(Source text)
________________

Currently, most people who need to work with XML know (or believe they know) enough about it to work effectively. The W3C recommendation is still the place to go for definitive answers to clear up any confusion. But, if you need to be the expert, and you don't want to spend a lot of time reading the official version, this book will probably answer any question you have, without putting you to sleep.

Although the book is very complete on XML, it does not cover any of the more recent tools and specifications. This is understandable since it was written before they existed. In spite of that, I still highly recommend this book.

Posted by GWade at 10:11 PM. Email comments

Review of XML in a Nutshell

XML in a Nutshell
Elliotte Rusty Harold and W. Scott Means
O'Reilly, 2001

This is a good overview of XML-based technologies as of 2001. If you are looking for a deep understanding of the uses of XML and related technologies, this is not the right book for you. However, if you are looking for a high-level overview or a book to refresh your memory, this is the book to read. It provides a good overview of the major technologies available, including XSLT, XPath, CSS, SAX, and others.

Unlike many books and articles I've read, this book looks at the two main philosophies of XML in a relatively dispassionate way. One section of the book is devoted to XML as documents, which they call Narrative-Centric Documents. Another section is devoted to XML as Data, which they call Data-Centric Documents.

Unlike many writers, I find many good uses for both approaches. This book treats both approaches equally and covers how some of the related technologies relate to each.

Posted by GWade at 09:58 PM. Email comments

February 12, 2004

XML Living Up To Its Promise

XML.com: Opening Open Formats with XSLT [Feb. 04, 2004]

This article by Bob DuCharme is a great example of something we don't see enough of. He takes data from a defined XML application (OpenOffice.org Impress format). He uses standard tools (XSLT) to extract and format data useful to him.

________________

(Collected material)
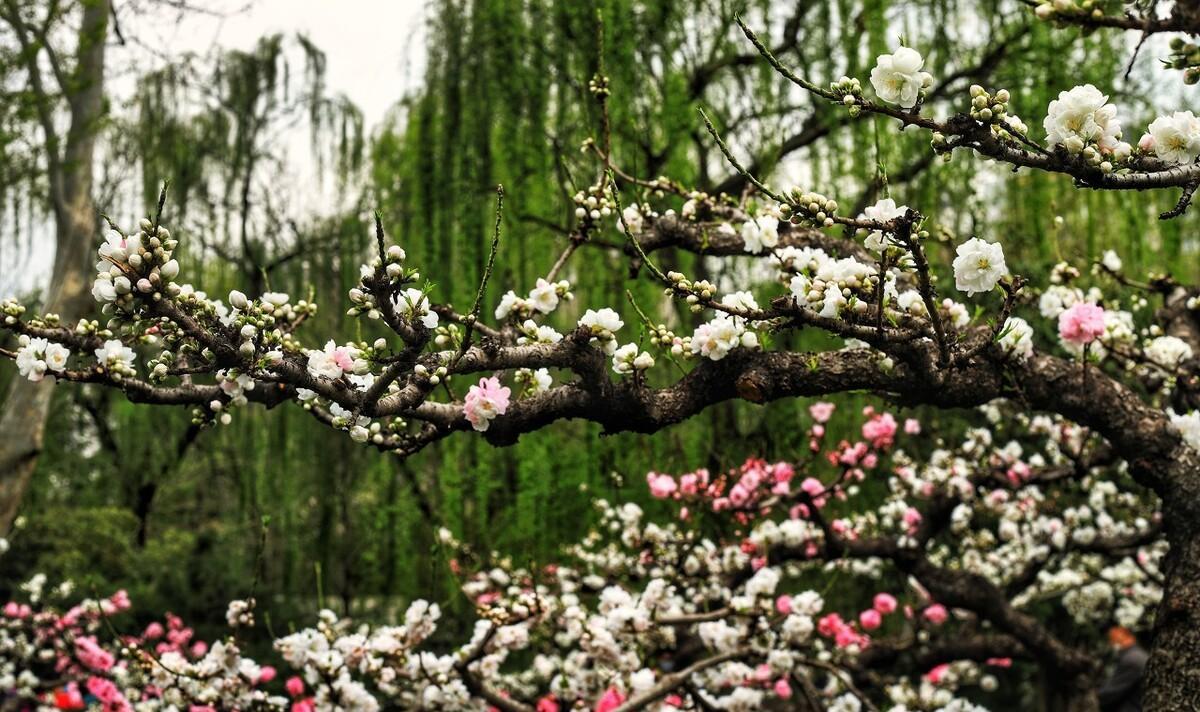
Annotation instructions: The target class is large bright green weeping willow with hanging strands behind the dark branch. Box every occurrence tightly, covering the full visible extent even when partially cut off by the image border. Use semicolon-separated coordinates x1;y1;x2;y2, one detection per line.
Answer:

________________

(Tasks and exercises)
[A] Transcribe the XML blog excerpt from "Review of XML" up to and including "call Data-Centric Documents.".
[B] Answer these questions from the XML blog excerpt:
(i) Who published XML in a Nutshell, and in what year?
(ii) What name does that book give to XML treated as documents?
(iii) What format does Bob DuCharme's article take its data from?
[C] Continue the XML blog excerpt after its final sentence.

(Answers per task)
[A]
Review of XML in a Nutshell

XML in a Nutshell
Elliotte Rusty Harold and W. Scott Means
O'Reilly, 2001

This is a good overview of XML-based technologies as of 2001. If you are looking for a deep understanding of the uses of XML and related technologies, this is not the right book for you. However, if you are looking for a high-level overview or a book to refresh your memory, this is the book to read. It provides a good overview of the major technologies available, including XSLT, XPath, CSS, SAX, and others.

Unlike many books and articles I've read, this book looks at the two main philosophies of XML in a relatively dispassionate way. One section of the book is devoted to XML as documents, which they call Narrative-Centric Documents. Another section is devoted to XML as Data, which they call Data-Centric Documents.

[B]
(i) O'Reilly, 2001.
(ii) Narrative-Centric Documents.
(iii) The OpenOffice.org Impress format.

[C]
This is not the normal If I put my data in XML everyone will be able to use it message we see everywhere. It is also not an example of business-based conversion of some consortium-sponsored format into some other consortium-sponsored format. It's not even the (often) contrived examples from XML books of how XML makes our lives better.

This is a great example of someone with a very specific need that is solved by standard tools and XML. This specific need is not something that the OpenOfice.org team would want to dedicate the time to satisfy. Since they chose an open XML file format, they don't have to. The user owns his data in a more meaningful way than if the same data were in a proprietary format.

In the 5 years I've been working with XML, I've almost never seen this kind of example. What's more amusing is that this use has been promised all along. I've spent a lot of my time working with special purpose XML applications that I've crafted for a handful of uses. This article is the wakeup call I needed to remind me to look at some other formats again.

Posted by GWade at 06:52 AM. Email comments

February 05, 2004

XML Data Representation

I had an interesting thought in an email conversation with a friend yesterday. One problem many people have when using XML for data is a misunderstanding of what the XML is.

(If you don't believe in the data in XML approach, feel free to ignore me.<grin/>)

It's easy to make the mistake of treating the XML as if it is the data when you are first learning to use XML this way. But it is really important to realize that the XML represents the data, it is not the same as the data.

You would never have problems with the concept that a line chart or pie chart is not the data, they are just representations of the data. XML is just another representation.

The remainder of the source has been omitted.